>> begin Task input

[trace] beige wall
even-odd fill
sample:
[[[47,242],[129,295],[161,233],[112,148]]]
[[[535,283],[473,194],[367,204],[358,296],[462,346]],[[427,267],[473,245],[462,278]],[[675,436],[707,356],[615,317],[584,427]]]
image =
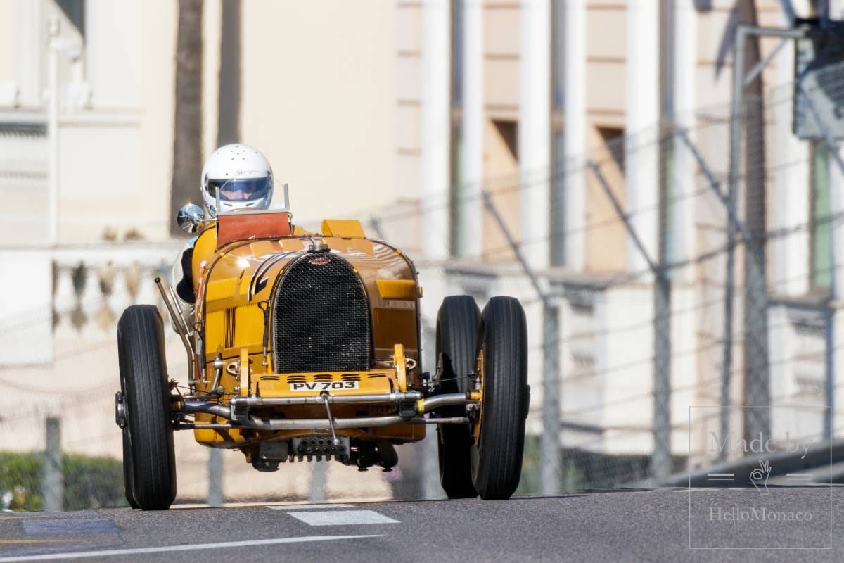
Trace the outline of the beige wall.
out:
[[[244,3],[241,134],[313,225],[402,197],[392,3]]]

>> end Task input

Work to be completed ::
Retype all the rows above line for line, with no changes, and leave out the picture.

Response ::
[trace] beige wall
even-odd fill
sample:
[[[47,242],[129,295],[161,233],[112,148]]]
[[[535,283],[473,194],[367,204],[358,296],[462,346]],[[427,267],[473,245],[462,278]],[[675,436],[707,356],[615,317],[584,427]]]
image =
Trace the outline of the beige wall.
out:
[[[244,3],[241,134],[313,225],[402,197],[392,3]]]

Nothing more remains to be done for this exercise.